Copy out the lines below verbatim, everything from the line containing "locate white long-sleeve" down to the line containing "left=479, top=125, right=490, bottom=143", both of those lines included.

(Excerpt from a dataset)
START

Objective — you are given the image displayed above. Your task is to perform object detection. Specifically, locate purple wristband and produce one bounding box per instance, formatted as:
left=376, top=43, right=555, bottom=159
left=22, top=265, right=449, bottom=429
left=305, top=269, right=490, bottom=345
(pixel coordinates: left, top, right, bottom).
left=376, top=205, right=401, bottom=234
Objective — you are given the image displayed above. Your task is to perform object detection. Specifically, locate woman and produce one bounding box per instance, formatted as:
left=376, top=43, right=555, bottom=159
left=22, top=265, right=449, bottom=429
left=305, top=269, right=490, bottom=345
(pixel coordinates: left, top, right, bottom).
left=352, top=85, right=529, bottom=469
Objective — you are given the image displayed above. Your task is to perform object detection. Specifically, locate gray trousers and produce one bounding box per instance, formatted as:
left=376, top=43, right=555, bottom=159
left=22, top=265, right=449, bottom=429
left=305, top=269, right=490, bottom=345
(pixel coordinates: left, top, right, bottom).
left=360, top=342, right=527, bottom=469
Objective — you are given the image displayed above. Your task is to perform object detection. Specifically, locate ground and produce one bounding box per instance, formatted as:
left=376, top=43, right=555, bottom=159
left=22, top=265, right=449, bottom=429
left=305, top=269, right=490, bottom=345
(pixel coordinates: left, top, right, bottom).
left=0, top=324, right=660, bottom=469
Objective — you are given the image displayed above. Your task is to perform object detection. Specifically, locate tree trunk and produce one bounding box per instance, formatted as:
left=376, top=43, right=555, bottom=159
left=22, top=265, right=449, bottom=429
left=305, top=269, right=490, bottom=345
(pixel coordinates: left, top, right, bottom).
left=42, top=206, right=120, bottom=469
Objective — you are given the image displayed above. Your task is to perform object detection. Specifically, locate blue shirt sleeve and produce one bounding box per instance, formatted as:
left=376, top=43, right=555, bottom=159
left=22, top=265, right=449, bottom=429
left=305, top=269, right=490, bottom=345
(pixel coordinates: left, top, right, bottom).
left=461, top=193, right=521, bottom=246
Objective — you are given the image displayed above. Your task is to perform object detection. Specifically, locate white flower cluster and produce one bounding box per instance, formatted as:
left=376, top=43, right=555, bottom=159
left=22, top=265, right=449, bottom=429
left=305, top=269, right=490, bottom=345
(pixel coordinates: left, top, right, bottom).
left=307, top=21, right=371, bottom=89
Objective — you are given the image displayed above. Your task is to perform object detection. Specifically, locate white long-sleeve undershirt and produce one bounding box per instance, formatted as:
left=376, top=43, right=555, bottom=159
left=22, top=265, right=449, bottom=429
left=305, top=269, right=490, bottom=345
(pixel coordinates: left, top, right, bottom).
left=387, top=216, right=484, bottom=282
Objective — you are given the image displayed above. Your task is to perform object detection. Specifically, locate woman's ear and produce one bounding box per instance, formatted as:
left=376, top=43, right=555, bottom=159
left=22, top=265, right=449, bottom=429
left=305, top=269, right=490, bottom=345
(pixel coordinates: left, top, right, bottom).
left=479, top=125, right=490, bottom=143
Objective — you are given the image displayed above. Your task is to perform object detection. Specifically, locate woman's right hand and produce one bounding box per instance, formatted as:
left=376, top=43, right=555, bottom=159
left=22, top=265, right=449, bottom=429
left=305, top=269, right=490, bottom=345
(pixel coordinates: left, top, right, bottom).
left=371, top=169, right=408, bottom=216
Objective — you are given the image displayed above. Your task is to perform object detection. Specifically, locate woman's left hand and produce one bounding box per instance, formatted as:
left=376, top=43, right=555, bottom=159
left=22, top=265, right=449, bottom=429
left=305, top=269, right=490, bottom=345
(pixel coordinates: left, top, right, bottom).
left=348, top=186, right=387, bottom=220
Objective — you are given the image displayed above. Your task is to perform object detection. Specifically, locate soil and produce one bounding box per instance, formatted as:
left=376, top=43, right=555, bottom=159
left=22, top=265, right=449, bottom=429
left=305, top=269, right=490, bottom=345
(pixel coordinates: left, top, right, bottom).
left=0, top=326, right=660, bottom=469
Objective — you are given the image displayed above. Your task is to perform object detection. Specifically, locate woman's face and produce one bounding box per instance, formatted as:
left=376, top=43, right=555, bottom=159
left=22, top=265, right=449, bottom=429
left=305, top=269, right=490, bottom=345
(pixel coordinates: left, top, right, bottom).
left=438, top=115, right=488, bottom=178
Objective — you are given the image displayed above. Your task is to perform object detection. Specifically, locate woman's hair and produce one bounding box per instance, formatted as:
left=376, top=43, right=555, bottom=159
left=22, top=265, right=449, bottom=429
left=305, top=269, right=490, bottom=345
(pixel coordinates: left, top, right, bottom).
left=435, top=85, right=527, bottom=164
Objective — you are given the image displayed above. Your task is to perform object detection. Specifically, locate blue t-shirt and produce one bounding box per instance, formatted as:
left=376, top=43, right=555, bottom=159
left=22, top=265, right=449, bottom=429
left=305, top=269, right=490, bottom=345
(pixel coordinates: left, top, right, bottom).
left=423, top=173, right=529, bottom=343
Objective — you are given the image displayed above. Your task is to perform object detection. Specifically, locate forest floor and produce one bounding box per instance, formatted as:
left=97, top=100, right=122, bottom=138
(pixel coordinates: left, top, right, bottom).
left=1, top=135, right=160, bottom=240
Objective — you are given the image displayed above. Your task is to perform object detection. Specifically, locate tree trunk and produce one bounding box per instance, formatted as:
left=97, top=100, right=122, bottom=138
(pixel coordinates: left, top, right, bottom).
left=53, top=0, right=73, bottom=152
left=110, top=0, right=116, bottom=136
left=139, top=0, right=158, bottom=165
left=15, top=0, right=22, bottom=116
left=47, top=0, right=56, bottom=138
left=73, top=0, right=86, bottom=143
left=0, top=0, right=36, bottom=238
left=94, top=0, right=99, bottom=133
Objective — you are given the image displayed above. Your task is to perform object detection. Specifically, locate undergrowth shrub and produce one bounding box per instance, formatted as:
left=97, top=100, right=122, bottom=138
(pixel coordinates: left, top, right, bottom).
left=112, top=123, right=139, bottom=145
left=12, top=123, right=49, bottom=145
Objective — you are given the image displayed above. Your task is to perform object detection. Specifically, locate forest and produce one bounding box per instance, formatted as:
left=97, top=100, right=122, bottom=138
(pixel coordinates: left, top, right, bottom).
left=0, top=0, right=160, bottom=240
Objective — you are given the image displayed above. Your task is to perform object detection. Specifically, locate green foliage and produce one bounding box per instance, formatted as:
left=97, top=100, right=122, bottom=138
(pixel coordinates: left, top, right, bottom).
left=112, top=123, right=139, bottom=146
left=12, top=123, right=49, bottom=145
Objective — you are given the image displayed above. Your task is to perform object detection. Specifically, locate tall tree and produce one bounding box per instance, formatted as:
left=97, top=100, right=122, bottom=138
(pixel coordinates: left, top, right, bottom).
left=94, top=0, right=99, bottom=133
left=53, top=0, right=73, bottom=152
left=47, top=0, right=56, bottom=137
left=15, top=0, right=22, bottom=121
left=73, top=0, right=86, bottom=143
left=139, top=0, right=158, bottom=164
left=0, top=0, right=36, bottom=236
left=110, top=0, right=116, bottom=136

END

Reply
Objective — you are given the image displayed above. Your task is to perform object detection. Specifically, locate white long-sleeve undershirt and produce one bounding box per instance, formatted as:
left=376, top=43, right=555, bottom=159
left=22, top=265, right=449, bottom=429
left=305, top=269, right=490, bottom=345
(pixel coordinates: left, top, right, bottom).
left=387, top=216, right=484, bottom=282
Objective — you are given the image displayed above. Your task is to perform object detection. Specifically, locate woman's ear and produce one bounding box per instance, formatted as:
left=376, top=43, right=555, bottom=159
left=22, top=265, right=449, bottom=429
left=305, top=269, right=490, bottom=345
(pixel coordinates: left, top, right, bottom).
left=479, top=125, right=490, bottom=143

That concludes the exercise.